→ **Quoted passage**
#####
Volume 4, Issue 20
October 3 - 16, 2002
by Jack Michaelson
When locales become band names, one might reasonably expect some sort of connection between place and act. Say, Boston. They were from Boston. Or Chicago, ditto. Asia, as everyone knows, first gigged in a yurt near Ulan Bataar. How, then, does one reconcile such a pattern with of Montreal?
These Athens, GA kids--Kevin Barnes, Dottie Alexander, Derek Almstead, Andy Gonzales and Jamey Huggins--have as much to do with Montreal as Nutella does with a Thousand-Year Egg. No singing in French, no oblique references to Guy LaFleur, no Labatt's, no well-worn national insecurity. Just sunny, psychedelic, distinctly American pop--it appears that our template must be discarded. But what's even more unusual than the marked absence of Canadianism is the absence of their hometown's ubiquitous influence.
"That '80s Athens sound really hasn't influenced us too much," Lead Singer/Lyricist Kevin Barnes said. "Those bands created a scene that was conducive to D.I.Y, and they laid the groundwork. We all love early R.E.M, but it isn't our principal influence. We're really into '60s pop--The Beatles, The Kinks, The Who, The Stones--and newer acts like Os Mutantes."
#####
→ **Input data**
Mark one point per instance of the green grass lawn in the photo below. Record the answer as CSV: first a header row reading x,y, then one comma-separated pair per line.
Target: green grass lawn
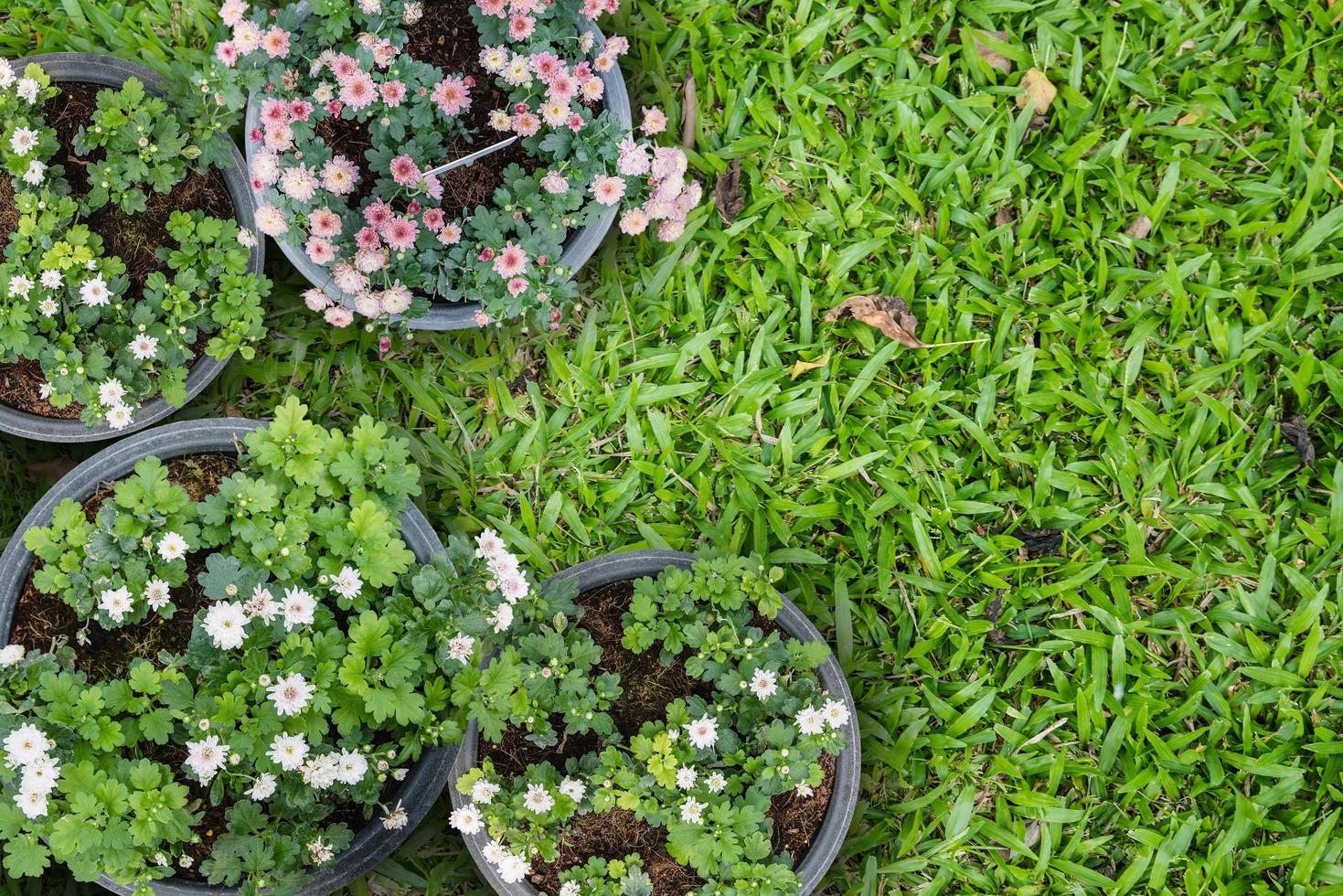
#####
→ **Task objective**
Reproduce part of the article on of Montreal word for word, beginning at the words "These Athens, GA" and stopping after "hometown's ubiquitous influence.".

→ **Answer to the exercise**
These Athens, GA kids--Kevin Barnes, Dottie Alexander, Derek Almstead, Andy Gonzales and Jamey Huggins--have as much to do with Montreal as Nutella does with a Thousand-Year Egg. No singing in French, no oblique references to Guy LaFleur, no Labatt's, no well-worn national insecurity. Just sunny, psychedelic, distinctly American pop--it appears that our template must be discarded. But what's even more unusual than the marked absence of Canadianism is the absence of their hometown's ubiquitous influence.